* Extrait présenté *
##############################
Quels sont les effets thérapeutiques de PARO ?

De nombreux travaux de recherche menés en psychologie, en médecine, montrent que ce robot permettrait de communiquer et d’établir des liens avec les patients et aurait un effet sur leur comportement [2]. PARO apporterait un « réel bénéfice concernant les troubles du comportement » (apaisement de l’agressivité, réduction de l’anxiété des malades…). Il agirait de façon positive sur différentes composantes et symptômes négatifs de la MA (apathie, repli sur soi, agressivité, agitation, déambulation, dépression crépusculaire). Le robot favoriserait aussi la reprise du langage et des relations interpersonnelles des patients.

Quels sont les usages du robot PARO ?

Sur la base du volontariat, le gériatre de ces deux services (UCC et SSR) de l’hôpital a proposé PARO aux équipes soignantes. Le personnel soignant a fait preuve de bonne volonté en intégrant ce robot et s’en s’ont servi, particulièrement à l’UCC. La neuropsychologue et les aides-soignants l’utilisent plus fréquemment. La durée d’utilisation du PARO auprès des patients varie de 1 à 30 minutes (Fig. 2).

Figure 2 – PARO, un patient et une infirmière lors d’une séance
Crédit : M. Hernoë

Est-il utilisé lors de sessions collectives comme des ateliers ?
##############################
* Travail demandé *
Recopiez l'extrait sur le robot PARO, de « Quels sont les usages » jusqu'à « comme des ateliers ? ». Les lignes présentées plus bas ne jouent aucun rôle ici.

[Éléments répertoriés dans un jeu de données]
##############################
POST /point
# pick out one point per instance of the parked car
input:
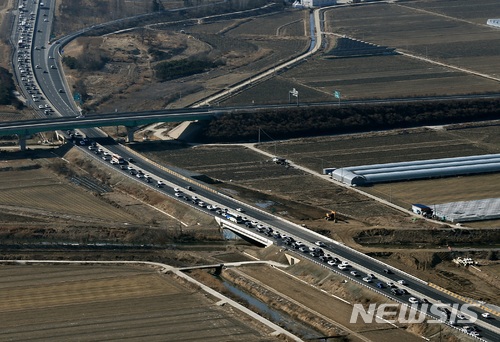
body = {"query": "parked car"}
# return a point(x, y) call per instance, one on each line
point(413, 300)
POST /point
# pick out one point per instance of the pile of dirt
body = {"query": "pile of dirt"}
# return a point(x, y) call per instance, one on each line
point(427, 238)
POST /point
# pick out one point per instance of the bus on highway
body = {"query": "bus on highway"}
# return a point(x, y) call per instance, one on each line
point(117, 159)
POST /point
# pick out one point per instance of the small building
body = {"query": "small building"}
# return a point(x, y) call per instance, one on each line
point(313, 3)
point(421, 209)
point(493, 22)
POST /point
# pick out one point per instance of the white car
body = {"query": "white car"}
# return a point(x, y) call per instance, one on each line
point(413, 300)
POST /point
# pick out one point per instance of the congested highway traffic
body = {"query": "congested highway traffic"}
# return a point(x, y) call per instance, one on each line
point(44, 87)
point(345, 261)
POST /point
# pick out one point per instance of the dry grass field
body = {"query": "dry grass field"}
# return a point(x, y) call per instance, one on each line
point(40, 190)
point(455, 34)
point(97, 303)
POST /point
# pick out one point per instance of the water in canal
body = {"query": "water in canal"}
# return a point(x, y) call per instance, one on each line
point(279, 318)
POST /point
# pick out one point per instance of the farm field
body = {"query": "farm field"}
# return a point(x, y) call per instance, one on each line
point(241, 169)
point(90, 303)
point(456, 35)
point(40, 190)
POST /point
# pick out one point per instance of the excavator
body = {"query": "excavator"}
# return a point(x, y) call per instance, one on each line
point(331, 216)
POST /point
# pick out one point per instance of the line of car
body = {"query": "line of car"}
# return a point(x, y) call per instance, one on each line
point(316, 252)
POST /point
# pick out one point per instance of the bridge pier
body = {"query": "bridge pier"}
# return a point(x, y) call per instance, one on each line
point(130, 133)
point(22, 142)
point(218, 270)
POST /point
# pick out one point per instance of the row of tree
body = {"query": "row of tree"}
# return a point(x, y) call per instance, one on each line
point(315, 121)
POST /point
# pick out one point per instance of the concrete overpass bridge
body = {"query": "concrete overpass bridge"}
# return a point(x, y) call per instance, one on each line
point(131, 120)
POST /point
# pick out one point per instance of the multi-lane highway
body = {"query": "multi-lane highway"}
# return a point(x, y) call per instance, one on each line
point(48, 82)
point(359, 262)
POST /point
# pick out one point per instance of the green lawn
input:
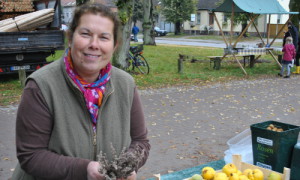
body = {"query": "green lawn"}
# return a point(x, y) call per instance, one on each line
point(163, 61)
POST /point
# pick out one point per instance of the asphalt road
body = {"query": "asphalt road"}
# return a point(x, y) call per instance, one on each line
point(189, 126)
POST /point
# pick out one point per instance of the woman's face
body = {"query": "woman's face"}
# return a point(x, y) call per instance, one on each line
point(92, 45)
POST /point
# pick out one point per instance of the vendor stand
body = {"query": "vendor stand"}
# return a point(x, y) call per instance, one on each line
point(253, 9)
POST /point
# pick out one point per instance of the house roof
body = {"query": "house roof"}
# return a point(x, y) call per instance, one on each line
point(207, 4)
point(253, 6)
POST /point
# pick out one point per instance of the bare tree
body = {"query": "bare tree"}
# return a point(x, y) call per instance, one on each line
point(125, 12)
point(148, 23)
point(295, 7)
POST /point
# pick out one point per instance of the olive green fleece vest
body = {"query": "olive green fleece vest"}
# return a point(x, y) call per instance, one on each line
point(72, 133)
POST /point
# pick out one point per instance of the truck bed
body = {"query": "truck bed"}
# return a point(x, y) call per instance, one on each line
point(31, 41)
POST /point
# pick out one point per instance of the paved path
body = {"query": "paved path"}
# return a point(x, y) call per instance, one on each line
point(189, 126)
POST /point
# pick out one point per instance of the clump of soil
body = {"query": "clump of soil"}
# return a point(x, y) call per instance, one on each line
point(122, 165)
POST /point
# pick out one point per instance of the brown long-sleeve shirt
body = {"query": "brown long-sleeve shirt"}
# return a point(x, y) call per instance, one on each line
point(33, 131)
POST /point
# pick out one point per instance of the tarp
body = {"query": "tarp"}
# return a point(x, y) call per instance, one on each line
point(253, 6)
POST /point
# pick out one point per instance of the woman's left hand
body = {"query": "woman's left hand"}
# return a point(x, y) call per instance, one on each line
point(131, 177)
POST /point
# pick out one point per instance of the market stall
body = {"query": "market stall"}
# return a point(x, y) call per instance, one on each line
point(253, 9)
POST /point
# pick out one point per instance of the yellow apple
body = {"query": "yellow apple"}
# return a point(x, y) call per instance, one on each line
point(208, 173)
point(196, 177)
point(274, 176)
point(220, 176)
point(229, 168)
point(258, 174)
point(234, 176)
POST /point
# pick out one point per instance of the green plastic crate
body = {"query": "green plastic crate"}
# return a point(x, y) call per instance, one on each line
point(295, 164)
point(273, 150)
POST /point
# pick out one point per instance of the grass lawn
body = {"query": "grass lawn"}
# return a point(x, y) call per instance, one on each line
point(163, 61)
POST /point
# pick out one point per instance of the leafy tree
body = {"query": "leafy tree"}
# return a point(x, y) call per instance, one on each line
point(178, 11)
point(295, 7)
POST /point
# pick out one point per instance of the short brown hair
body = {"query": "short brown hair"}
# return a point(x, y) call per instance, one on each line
point(97, 9)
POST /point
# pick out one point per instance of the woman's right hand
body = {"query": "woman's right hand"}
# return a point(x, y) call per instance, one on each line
point(92, 171)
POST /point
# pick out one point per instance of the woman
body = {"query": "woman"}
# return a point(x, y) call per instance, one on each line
point(78, 106)
point(289, 54)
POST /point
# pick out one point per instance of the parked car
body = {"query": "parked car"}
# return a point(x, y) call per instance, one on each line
point(160, 32)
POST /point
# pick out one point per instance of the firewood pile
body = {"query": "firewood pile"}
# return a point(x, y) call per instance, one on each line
point(29, 21)
point(16, 6)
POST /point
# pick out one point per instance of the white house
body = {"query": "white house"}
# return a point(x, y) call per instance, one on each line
point(203, 21)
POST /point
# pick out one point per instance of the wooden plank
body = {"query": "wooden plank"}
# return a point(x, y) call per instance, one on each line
point(28, 21)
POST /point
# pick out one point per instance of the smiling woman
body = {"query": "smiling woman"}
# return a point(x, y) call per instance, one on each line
point(80, 105)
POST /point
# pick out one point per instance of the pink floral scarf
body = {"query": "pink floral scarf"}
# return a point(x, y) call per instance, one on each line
point(93, 92)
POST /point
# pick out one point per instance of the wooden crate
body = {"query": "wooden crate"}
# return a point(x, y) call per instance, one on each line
point(237, 161)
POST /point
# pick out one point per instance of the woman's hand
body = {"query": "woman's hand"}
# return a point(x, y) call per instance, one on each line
point(92, 171)
point(131, 177)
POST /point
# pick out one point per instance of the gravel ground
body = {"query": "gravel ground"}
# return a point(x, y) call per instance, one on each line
point(189, 126)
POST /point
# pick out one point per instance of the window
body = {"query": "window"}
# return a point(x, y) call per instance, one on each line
point(198, 18)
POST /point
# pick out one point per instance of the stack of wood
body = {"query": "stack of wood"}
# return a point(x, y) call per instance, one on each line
point(16, 6)
point(29, 21)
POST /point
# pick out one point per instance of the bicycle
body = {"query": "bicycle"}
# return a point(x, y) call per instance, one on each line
point(135, 59)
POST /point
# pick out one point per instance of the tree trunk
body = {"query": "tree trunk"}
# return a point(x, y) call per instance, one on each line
point(125, 14)
point(244, 25)
point(177, 28)
point(149, 36)
point(295, 7)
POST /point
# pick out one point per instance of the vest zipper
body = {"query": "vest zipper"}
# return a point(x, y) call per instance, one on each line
point(95, 144)
point(95, 133)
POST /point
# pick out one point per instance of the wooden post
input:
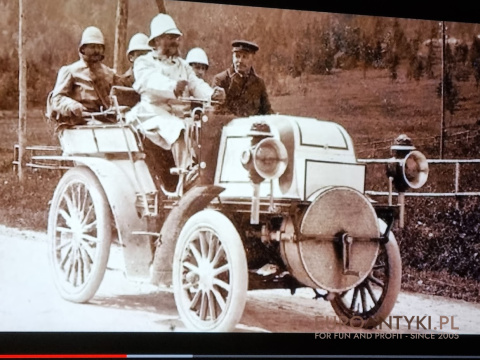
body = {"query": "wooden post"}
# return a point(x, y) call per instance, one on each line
point(119, 57)
point(22, 90)
point(442, 124)
point(161, 6)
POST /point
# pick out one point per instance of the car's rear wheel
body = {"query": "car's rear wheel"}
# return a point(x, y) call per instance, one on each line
point(79, 233)
point(210, 274)
point(370, 302)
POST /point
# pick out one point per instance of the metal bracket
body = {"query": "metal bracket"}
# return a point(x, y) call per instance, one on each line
point(347, 242)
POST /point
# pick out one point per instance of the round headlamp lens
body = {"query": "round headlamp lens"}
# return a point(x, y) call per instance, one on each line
point(270, 158)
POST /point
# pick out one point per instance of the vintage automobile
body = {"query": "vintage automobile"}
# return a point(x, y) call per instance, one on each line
point(278, 202)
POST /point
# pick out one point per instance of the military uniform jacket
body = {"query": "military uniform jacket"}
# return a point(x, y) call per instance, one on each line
point(159, 113)
point(79, 83)
point(245, 96)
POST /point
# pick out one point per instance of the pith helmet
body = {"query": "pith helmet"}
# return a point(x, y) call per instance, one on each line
point(92, 35)
point(162, 24)
point(138, 42)
point(197, 55)
point(402, 142)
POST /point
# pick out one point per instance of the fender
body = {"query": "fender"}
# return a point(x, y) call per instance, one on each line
point(192, 202)
point(121, 194)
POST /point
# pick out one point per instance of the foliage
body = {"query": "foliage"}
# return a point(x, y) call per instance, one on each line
point(291, 42)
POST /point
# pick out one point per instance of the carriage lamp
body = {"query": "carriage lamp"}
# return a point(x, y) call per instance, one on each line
point(266, 159)
point(408, 169)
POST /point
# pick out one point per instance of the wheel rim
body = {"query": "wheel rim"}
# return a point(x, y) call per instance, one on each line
point(76, 237)
point(206, 278)
point(364, 300)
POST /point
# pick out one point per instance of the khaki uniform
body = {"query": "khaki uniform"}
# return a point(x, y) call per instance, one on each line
point(78, 83)
point(245, 96)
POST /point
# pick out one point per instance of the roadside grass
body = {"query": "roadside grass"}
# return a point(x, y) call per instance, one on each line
point(440, 235)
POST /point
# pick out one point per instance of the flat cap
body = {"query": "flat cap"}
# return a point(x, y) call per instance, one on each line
point(243, 45)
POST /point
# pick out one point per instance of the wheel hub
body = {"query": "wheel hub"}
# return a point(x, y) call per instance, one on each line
point(206, 274)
##############################
* Corrigé *
Quels sont les usages du robot PARO ?

Sur la base du volontariat, le gériatre de ces deux services (UCC et SSR) de l’hôpital a proposé PARO aux équipes soignantes. Le personnel soignant a fait preuve de bonne volonté en intégrant ce robot et s’en s’ont servi, particulièrement à l’UCC. La neuropsychologue et les aides-soignants l’utilisent plus fréquemment. La durée d’utilisation du PARO auprès des patients varie de 1 à 30 minutes (Fig. 2).

Figure 2 – PARO, un patient et une infirmière lors d’une séance
Crédit : M. Hernoë

Est-il utilisé lors de sessions collectives comme des ateliers ?